▸ **Supplied data**
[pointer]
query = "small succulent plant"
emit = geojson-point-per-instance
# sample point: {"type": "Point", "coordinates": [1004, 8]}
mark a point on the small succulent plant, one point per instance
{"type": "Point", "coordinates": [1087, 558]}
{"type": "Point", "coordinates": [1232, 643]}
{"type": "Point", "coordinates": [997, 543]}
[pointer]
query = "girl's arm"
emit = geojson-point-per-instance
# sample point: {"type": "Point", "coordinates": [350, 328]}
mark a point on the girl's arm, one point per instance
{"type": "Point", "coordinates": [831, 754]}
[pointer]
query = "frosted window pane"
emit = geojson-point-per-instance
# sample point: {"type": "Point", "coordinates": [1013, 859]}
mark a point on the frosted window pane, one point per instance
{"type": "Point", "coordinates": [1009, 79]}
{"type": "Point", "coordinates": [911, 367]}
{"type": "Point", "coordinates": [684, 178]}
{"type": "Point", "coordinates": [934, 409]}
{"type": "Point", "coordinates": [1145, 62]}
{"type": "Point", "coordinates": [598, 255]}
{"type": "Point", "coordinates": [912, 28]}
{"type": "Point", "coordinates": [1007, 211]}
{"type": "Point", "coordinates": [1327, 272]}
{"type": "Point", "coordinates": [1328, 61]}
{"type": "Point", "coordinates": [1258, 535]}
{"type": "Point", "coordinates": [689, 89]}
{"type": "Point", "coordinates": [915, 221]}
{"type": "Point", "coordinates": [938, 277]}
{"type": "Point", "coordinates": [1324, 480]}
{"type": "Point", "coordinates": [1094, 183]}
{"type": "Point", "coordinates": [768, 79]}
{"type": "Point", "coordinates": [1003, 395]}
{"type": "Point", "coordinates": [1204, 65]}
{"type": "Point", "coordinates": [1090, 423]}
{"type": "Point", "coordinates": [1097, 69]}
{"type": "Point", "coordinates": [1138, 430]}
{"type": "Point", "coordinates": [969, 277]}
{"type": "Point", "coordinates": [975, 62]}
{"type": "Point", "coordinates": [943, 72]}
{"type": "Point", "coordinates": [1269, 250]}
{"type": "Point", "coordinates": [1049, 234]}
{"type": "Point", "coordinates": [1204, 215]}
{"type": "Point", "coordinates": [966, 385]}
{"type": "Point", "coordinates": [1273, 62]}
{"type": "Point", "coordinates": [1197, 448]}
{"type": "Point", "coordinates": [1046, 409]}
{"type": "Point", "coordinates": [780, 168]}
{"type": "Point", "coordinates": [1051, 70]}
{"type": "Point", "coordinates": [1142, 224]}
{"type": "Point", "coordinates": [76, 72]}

▸ **Instructions for the task**
Print every entry exactly as written.

▸ **Written solution**
[pointer]
query = "small succulent plant"
emit = geojson-point-per-instance
# sample point: {"type": "Point", "coordinates": [1004, 8]}
mark a point on the small succulent plant, one point per instance
{"type": "Point", "coordinates": [1087, 558]}
{"type": "Point", "coordinates": [1232, 643]}
{"type": "Point", "coordinates": [997, 543]}
[pointer]
query = "girl's arm"
emit = geojson-point-per-instance
# sample point: {"type": "Point", "coordinates": [350, 328]}
mark a point on the girl's arm, one point per instance
{"type": "Point", "coordinates": [831, 754]}
[pointer]
query = "frosted window pane"
emit = geojson-point-per-instance
# sample point: {"type": "Point", "coordinates": [1013, 859]}
mark a point on the frosted window pane, one point per instance
{"type": "Point", "coordinates": [1009, 79]}
{"type": "Point", "coordinates": [911, 367]}
{"type": "Point", "coordinates": [684, 178]}
{"type": "Point", "coordinates": [934, 409]}
{"type": "Point", "coordinates": [1145, 62]}
{"type": "Point", "coordinates": [598, 255]}
{"type": "Point", "coordinates": [912, 28]}
{"type": "Point", "coordinates": [1007, 211]}
{"type": "Point", "coordinates": [1327, 272]}
{"type": "Point", "coordinates": [1328, 61]}
{"type": "Point", "coordinates": [1258, 535]}
{"type": "Point", "coordinates": [689, 89]}
{"type": "Point", "coordinates": [915, 221]}
{"type": "Point", "coordinates": [938, 277]}
{"type": "Point", "coordinates": [1324, 480]}
{"type": "Point", "coordinates": [1094, 183]}
{"type": "Point", "coordinates": [768, 79]}
{"type": "Point", "coordinates": [1003, 395]}
{"type": "Point", "coordinates": [1204, 65]}
{"type": "Point", "coordinates": [1090, 423]}
{"type": "Point", "coordinates": [1097, 69]}
{"type": "Point", "coordinates": [1138, 430]}
{"type": "Point", "coordinates": [969, 277]}
{"type": "Point", "coordinates": [975, 62]}
{"type": "Point", "coordinates": [943, 72]}
{"type": "Point", "coordinates": [1269, 250]}
{"type": "Point", "coordinates": [1049, 234]}
{"type": "Point", "coordinates": [1204, 215]}
{"type": "Point", "coordinates": [966, 385]}
{"type": "Point", "coordinates": [1273, 62]}
{"type": "Point", "coordinates": [1197, 448]}
{"type": "Point", "coordinates": [1046, 409]}
{"type": "Point", "coordinates": [780, 168]}
{"type": "Point", "coordinates": [1051, 70]}
{"type": "Point", "coordinates": [1142, 224]}
{"type": "Point", "coordinates": [76, 72]}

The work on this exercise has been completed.